■ Requirements
A. Repeat the passage from the Chase foreclosure excerpt starting at "Her husband, an" and ending at "knowing about it.".
B. In the Chase foreclosure excerpt, how long did Chase keep the $2.5 million payoff before returning it?
C. Summarize the Chase foreclosure excerpt in two sentences.

■ Excerpted text
● ● ● ● ● ● ●

So foreclosing on this Eagle County homeowner after she sold her house in a dispute over $16,000 is pretty small potatoes.

Unless you are the homeowner, of course.

Her husband, an attorney, pointed out to everyone who would listen, and plenty who clearly did not, that the debts owed on the multi-million dollar home were paid off in full – other than a not-yet-due tax payment that Chase made without the homeowner knowing about it.

Chase collected nearly $10,000 in costs, fees and interest that it still holds, according to the homeowner’s husband. They refused to take back a foreclosure notice in the paper for a house already sold before they filed foreclosure proceedings because of a tax payment that wasn’t due. And they kept a $2.5 million payoff for more than a month, collecting interest on the money, before returning it while working on the foreclosure case.

The homeowner has two complaints filed with the Office of the Comptroller of the Currency, which set up an “independent” means of reviewing foreclosure complaints. Each is pending.

I asked why the homeowner hasn’t filed a lawsuit yet. Apparently, she can’t find an attorney willing to take it on, and the rules make this route difficult.

The couple has taken their case to the FBI and Justice Department. They are taking stories from others who believe they have been harmed by banks in mortgage transactions to send them their story with evidence to takedownchase@gmail.com.

Their cause might be quixotic, but there are too many cases like theirs not to thank them for taking it on.

● ● ● ● ● ● ●

■ Data block
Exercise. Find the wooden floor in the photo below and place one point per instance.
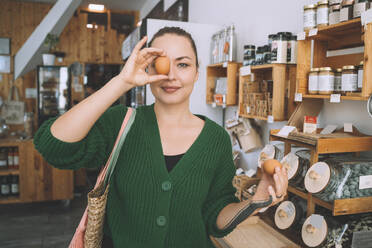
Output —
(39, 225)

● ● ● ● ● ● ●

■ Results in order
A.
Her husband, an attorney, pointed out to everyone who would listen, and plenty who clearly did not, that the debts owed on the multi-million dollar home were paid off in full – other than a not-yet-due tax payment that Chase made without the homeowner knowing about it.

B. More than a month.

C. Chase foreclosed on an Eagle County homeowner after she had sold her house in a dispute over $16,000, although her husband, an attorney, says the debts on the home were paid in full except for a not-yet-due tax payment Chase made without her knowing. According to the husband, Chase collected nearly $10,000 in costs, fees and interest and held a $2.5 million payoff for more than a month, and the homeowner, unable to find an attorney for a lawsuit, has two complaints pending with the Office of the Comptroller of the Currency while the couple has taken the case to the FBI and Justice Department.